_Using the information:_
1 > In the Caleres update, by what date had the company temporarily shuttered its entire brick and mortar fleet?
2 > From the Caleres update, print the passage that starts at the words "In recent weeks, the" and ends after the words "come to expect.", with no changes.

_Document excerpt:_

COVID-19 Mitigation Efforts

 

Caleres took swift and decisive actions to manage through the economic shutdown. Early in the quarter, the company established a leadership response team tasked with addressing the challenges of operating in an environment of significantly reduced economic activity. By March 19, the company had temporarily shuttered its entire brick and mortar fleet. Subsequently, the company: 

 

 

Aligned its workforce and related expenses to meet the needs of a lower demand environment;
 

Managed inventory levels – continuously balancing supply and demand;  
 

Leveraged strong partnerships to reduce product receipts and extend payment terms; 
  Began negotiations to modify leases, including the deferral and abatement of certain lease payments; 
  Eliminated or deferred all non-essential capital projects; 
  Expanded ecommerce sales by capitalizing on the significant enhancements in its omni channel capabilities;  
  Utilized expansive network of temporarily closed brick and mortar stores as distribution centers to support increased ecommerce business;  
  Adapted buy online, pick-up-in-store capability to include a contactless curbside pickup option; and  
 

Implemented health and safety measures to ensure a comfortable work environment and shopping experience for returning Associates and customers.  

 

Operations Update

 

On May 11, Caleres initiated a careful and systematic reopening of its Famous Footwear and branded retail stores.  To date, the company has successfully resumed in-store operations at approximately 625 locations, including 555 Famous Footwear stores, or approximately 60 percent of the store fleet. Caleres expects nearly 90 percent of its Famous Footwear stores to be open by late-June with the remaining locations – primarily in regions heavily impacted by the virus and still under state and local closure restrictions – reopening when it is safe to do so.

 

In recent weeks, the company has seen continued strength in its ecommerce-related businesses and sales at the stores that have reopened are running ahead of expectations with the Famous Footwear stores running ahead of last year. Importantly, Caleres was successful in maintaining its skilled Associate base through the course of the shutdown, and has achieved a nearly 95 percent retention rate among store managers at stores reopened so far. Caleres views this continuity as instrumental in maintaining the high level of service and quality of experience its customers have come to expect.

 

“We shifted quickly taking a series of deliberate steps to reduce costs and preserve cash, while working to maximize ecommerce sales during the period of stores closures,” said Ken Hannah, senior vice president and chief financial officer.  “We reduced capital spending – cutting 40 percent from the planned 2020 budget – exercised the accordion feature of our revolving credit facility in order to boost liquidity; implemented a disciplined cash management process; tightly managed our inventory position to ensure our inventory balance was in line with demand; and leveraged our prior investments to expand ecommerce-related sales at Famous Footwear and across our branded portfolio sites.”

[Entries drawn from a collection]
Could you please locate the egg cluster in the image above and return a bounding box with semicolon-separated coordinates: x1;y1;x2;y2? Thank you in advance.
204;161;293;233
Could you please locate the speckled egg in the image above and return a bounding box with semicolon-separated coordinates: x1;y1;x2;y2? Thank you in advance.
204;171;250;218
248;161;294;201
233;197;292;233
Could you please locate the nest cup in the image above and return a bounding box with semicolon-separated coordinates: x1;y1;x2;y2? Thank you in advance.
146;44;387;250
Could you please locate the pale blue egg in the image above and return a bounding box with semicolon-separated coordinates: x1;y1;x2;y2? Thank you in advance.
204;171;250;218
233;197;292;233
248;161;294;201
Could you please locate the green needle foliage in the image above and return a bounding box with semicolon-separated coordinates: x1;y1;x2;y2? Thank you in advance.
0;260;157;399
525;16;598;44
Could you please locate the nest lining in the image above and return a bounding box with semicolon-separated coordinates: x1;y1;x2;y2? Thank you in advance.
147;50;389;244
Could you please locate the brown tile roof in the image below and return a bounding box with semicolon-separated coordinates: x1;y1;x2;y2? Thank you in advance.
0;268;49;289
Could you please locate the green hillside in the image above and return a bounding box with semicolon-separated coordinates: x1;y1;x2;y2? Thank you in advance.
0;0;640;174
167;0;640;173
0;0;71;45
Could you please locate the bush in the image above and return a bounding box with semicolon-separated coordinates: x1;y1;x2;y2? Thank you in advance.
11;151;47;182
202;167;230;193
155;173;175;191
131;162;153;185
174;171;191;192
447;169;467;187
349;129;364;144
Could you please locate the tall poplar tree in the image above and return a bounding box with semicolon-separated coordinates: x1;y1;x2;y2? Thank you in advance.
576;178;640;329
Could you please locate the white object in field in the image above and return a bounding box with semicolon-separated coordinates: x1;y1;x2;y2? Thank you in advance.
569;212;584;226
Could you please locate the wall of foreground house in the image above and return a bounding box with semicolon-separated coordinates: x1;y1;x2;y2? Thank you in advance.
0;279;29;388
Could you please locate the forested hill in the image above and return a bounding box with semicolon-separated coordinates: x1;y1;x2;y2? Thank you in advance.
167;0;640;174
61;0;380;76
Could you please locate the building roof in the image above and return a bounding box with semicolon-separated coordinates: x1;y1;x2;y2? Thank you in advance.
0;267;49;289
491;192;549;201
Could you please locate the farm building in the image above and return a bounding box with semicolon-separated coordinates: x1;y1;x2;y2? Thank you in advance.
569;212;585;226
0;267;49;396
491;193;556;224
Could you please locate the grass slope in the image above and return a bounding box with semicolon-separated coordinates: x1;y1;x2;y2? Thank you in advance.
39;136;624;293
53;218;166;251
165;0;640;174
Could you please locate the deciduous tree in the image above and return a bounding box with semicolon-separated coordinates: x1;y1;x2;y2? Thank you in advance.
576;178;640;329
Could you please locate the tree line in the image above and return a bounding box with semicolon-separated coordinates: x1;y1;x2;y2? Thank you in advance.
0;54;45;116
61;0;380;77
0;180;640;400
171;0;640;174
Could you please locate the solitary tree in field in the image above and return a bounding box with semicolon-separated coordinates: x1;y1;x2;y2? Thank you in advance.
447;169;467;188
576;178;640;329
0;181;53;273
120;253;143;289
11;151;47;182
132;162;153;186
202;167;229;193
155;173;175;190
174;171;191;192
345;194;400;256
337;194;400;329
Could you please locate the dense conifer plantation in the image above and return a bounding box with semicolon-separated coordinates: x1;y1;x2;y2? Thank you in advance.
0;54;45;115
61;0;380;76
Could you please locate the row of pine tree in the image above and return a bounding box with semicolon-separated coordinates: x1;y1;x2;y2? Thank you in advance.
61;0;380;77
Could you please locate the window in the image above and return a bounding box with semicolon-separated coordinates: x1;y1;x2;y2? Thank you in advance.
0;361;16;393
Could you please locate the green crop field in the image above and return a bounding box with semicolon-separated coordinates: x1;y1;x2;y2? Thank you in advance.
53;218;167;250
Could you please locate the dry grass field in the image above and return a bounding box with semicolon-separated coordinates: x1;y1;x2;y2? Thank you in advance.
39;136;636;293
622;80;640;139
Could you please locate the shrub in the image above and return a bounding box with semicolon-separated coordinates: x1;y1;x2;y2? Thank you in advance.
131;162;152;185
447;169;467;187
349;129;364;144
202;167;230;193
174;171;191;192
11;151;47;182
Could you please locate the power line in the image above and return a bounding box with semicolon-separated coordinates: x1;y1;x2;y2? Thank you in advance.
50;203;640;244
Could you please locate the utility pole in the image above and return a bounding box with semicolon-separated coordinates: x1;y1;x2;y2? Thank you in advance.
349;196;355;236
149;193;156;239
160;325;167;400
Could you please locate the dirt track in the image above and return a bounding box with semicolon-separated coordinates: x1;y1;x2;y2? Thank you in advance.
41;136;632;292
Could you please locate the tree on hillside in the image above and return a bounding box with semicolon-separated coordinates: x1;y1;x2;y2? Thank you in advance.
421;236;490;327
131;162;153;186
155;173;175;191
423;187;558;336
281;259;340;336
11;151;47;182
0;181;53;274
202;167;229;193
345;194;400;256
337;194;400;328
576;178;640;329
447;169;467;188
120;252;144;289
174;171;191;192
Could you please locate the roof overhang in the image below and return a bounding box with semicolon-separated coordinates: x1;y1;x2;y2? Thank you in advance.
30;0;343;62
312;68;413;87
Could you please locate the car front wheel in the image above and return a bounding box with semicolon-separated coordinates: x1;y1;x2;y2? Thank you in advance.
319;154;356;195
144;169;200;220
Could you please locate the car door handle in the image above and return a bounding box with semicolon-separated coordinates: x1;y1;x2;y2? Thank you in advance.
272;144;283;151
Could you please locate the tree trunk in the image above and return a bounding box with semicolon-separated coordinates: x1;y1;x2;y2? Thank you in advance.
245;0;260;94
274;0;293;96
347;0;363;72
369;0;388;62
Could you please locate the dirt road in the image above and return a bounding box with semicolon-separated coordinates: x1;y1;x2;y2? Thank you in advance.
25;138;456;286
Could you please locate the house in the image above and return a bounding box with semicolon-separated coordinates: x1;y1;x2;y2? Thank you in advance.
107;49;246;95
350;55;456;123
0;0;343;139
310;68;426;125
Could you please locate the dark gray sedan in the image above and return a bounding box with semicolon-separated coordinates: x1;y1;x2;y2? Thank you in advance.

_Solutions for each task:_
1 > March 19

2 >
In recent weeks, the company has seen continued strength in its ecommerce-related businesses and sales at the stores that have reopened are running ahead of expectations with the Famous Footwear stores running ahead of last year. Importantly, Caleres was successful in maintaining its skilled Associate base through the course of the shutdown, and has achieved a nearly 95 percent retention rate among store managers at stores reopened so far. Caleres views this continuity as instrumental in maintaining the high level of service and quality of experience its customers have come to expect.